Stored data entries
= = = = =

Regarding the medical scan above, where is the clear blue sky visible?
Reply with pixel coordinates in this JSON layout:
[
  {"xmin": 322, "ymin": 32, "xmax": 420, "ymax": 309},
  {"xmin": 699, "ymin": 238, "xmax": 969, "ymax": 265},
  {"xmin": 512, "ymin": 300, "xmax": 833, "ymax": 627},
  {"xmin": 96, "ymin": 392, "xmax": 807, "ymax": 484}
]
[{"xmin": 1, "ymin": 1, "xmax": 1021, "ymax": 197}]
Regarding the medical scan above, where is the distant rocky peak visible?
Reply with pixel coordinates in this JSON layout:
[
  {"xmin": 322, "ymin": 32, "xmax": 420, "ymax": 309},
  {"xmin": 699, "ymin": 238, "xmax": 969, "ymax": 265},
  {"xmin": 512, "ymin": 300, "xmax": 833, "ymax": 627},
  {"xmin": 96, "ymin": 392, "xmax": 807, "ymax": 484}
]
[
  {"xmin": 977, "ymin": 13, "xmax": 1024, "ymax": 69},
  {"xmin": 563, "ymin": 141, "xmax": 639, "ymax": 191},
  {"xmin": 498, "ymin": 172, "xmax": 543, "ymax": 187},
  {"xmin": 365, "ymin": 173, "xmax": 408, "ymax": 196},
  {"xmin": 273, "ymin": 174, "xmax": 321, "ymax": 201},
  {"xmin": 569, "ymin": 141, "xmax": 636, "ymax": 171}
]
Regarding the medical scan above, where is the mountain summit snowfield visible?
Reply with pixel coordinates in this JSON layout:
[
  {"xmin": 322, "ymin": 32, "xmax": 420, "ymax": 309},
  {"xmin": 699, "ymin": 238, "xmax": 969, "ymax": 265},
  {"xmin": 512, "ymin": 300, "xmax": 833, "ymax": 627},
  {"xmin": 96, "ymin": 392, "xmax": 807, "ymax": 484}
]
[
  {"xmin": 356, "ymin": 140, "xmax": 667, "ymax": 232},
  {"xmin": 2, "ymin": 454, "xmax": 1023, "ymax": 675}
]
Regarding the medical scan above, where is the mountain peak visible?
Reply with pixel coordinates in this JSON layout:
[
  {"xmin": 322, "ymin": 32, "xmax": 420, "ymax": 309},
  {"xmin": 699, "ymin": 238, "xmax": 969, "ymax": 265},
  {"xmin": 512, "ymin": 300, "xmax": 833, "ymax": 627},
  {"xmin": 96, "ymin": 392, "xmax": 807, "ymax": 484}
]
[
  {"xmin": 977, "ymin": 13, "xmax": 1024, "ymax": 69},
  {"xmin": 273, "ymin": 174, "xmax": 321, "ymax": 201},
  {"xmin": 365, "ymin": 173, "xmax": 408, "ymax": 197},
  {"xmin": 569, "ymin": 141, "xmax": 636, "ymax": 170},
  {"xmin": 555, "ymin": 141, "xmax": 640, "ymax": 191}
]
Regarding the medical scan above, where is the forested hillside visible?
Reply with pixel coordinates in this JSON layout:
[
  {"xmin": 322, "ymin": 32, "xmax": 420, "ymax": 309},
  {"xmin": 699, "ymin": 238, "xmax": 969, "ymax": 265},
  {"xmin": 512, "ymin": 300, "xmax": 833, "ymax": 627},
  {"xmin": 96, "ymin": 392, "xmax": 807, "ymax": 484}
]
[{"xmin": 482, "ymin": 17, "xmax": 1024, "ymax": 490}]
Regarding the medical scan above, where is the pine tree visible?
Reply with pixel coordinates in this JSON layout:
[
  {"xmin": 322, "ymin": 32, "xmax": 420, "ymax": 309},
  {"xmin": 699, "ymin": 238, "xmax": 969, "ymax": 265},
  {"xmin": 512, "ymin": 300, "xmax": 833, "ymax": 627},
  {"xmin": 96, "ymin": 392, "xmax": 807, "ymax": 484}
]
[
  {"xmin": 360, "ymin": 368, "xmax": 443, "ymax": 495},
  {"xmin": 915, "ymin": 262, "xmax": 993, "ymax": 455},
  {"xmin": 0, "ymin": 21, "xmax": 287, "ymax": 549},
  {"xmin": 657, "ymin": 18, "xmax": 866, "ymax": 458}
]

= = = = =

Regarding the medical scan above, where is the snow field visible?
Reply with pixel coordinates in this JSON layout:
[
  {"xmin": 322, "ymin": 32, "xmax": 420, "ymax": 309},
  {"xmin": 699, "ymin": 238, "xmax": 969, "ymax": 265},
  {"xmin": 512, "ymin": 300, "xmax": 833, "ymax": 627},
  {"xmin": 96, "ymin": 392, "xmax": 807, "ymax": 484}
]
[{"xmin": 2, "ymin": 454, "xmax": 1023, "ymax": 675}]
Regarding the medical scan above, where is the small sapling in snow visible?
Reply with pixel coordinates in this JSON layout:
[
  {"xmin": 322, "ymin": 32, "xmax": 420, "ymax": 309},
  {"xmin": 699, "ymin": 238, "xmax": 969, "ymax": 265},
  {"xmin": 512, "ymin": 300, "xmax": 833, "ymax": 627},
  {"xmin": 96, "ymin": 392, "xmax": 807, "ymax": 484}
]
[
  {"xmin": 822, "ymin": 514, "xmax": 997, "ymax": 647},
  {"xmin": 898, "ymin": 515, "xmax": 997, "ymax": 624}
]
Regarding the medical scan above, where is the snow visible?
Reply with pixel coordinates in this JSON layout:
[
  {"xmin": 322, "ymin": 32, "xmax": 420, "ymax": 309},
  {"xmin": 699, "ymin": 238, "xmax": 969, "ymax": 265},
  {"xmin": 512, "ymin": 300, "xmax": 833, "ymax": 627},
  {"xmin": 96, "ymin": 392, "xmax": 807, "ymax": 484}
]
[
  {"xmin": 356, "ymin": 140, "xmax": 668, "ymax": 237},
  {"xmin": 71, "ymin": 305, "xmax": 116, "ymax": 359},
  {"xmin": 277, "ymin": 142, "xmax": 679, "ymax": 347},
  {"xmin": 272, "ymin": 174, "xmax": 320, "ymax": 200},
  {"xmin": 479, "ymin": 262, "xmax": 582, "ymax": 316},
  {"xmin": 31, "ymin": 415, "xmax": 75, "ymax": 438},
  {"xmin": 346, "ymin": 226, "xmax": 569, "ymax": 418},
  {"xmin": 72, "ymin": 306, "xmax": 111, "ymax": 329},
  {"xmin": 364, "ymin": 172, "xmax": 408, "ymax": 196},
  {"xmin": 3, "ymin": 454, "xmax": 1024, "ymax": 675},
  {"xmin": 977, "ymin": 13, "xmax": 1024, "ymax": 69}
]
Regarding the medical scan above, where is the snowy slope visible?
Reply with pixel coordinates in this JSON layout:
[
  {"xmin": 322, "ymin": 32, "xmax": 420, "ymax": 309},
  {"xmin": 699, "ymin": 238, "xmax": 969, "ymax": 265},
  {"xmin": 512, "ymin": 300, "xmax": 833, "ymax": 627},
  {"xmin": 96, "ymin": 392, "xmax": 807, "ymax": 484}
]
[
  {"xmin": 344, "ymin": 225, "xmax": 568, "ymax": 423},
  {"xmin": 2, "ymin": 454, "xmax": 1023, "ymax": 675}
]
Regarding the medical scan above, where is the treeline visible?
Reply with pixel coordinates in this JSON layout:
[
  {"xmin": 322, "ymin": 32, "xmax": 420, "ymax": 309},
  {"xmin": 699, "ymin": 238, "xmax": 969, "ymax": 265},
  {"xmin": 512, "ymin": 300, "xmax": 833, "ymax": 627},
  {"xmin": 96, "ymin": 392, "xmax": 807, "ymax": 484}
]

= = = = =

- What you should do -
Which of the lines in the data contain the string "above"? Return each one.

- Response below -
Regarding the medical scan above, where is the clear blue sky visible?
Regarding the medical scan above, where is the distant rocky peak visible?
Regarding the medical scan above, where is the mountain summit snowfield visible?
Regarding the medical scan above, where is the mountain peak visible?
Regarding the medical scan above, where is the forested hillside visible?
Regarding the medical scan above, where is the pine tree visible?
Regarding the medical scan above, where is the snow field visible?
Regarding the medical scan above, where is the small sapling in snow visible?
Regarding the medical scan above, where is the snow visible?
Regarding the medical scan above, where is the snowy slope visible?
Regarding the medical scan above, where is the treeline visible?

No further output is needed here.